— Start —

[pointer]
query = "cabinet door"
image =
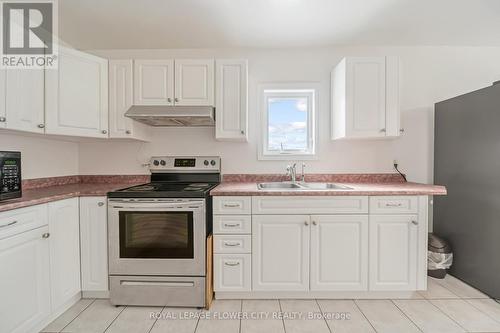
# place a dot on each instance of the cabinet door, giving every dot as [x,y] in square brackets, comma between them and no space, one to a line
[64,251]
[365,97]
[232,272]
[194,82]
[231,100]
[393,252]
[24,100]
[154,82]
[280,252]
[24,281]
[94,243]
[77,95]
[339,252]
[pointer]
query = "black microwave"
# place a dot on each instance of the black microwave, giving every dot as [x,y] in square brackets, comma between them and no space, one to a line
[10,175]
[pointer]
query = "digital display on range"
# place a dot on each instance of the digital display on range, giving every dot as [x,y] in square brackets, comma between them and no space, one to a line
[185,162]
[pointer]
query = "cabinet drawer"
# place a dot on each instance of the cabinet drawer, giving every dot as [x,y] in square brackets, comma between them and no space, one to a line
[15,221]
[232,224]
[394,205]
[232,205]
[232,272]
[309,205]
[232,244]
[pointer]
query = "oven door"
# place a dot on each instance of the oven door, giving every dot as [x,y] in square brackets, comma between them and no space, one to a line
[156,237]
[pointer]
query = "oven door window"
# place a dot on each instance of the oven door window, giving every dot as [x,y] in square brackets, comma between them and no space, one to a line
[156,234]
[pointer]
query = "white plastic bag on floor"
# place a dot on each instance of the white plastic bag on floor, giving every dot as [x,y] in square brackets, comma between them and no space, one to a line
[439,260]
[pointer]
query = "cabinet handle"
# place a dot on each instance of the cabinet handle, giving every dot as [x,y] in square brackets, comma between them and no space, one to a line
[231,263]
[232,244]
[232,205]
[8,224]
[231,225]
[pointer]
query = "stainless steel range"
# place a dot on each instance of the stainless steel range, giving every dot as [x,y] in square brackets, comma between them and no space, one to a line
[157,234]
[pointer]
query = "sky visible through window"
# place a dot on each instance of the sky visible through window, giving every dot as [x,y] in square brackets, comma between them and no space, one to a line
[287,119]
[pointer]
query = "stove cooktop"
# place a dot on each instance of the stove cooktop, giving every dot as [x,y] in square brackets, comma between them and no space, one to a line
[164,190]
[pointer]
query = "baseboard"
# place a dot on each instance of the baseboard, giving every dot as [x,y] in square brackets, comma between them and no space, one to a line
[318,295]
[95,294]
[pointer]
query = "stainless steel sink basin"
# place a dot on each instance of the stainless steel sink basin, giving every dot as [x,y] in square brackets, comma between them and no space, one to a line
[325,186]
[301,186]
[278,186]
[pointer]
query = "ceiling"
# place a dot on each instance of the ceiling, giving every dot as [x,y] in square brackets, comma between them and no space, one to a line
[139,24]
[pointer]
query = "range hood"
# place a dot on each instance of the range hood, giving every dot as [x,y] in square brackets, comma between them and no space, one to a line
[163,115]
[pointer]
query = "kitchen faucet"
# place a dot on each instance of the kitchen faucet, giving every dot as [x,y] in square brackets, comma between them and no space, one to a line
[291,170]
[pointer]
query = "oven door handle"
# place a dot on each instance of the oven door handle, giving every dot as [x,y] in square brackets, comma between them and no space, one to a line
[156,204]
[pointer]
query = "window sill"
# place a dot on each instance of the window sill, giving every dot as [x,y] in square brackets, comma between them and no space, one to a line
[287,157]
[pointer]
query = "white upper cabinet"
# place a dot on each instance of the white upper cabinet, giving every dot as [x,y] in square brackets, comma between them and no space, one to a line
[339,234]
[280,252]
[231,100]
[154,82]
[77,95]
[393,252]
[24,100]
[64,228]
[3,118]
[120,100]
[194,82]
[365,98]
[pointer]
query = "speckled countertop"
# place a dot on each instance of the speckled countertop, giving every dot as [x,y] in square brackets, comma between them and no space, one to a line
[360,184]
[45,190]
[250,189]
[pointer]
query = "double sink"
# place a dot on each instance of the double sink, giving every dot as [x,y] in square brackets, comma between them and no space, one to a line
[297,186]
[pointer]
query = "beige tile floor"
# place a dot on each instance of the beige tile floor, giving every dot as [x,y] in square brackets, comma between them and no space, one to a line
[448,305]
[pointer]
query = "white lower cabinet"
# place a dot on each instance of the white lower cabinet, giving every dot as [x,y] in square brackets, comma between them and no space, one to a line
[339,252]
[64,229]
[393,252]
[24,281]
[280,252]
[320,246]
[94,244]
[232,272]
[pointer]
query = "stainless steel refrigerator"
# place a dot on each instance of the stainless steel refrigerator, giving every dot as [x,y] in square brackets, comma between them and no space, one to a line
[467,162]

— End —

◆ What to produce
Return each line from the entries above that contains the word "double", copied in full.

◆ Problem solution
query = "double sink"
# place a dot on each instance of the double sink, giving every dot as [x,y] in square brackets, comma between them and no space, one to a line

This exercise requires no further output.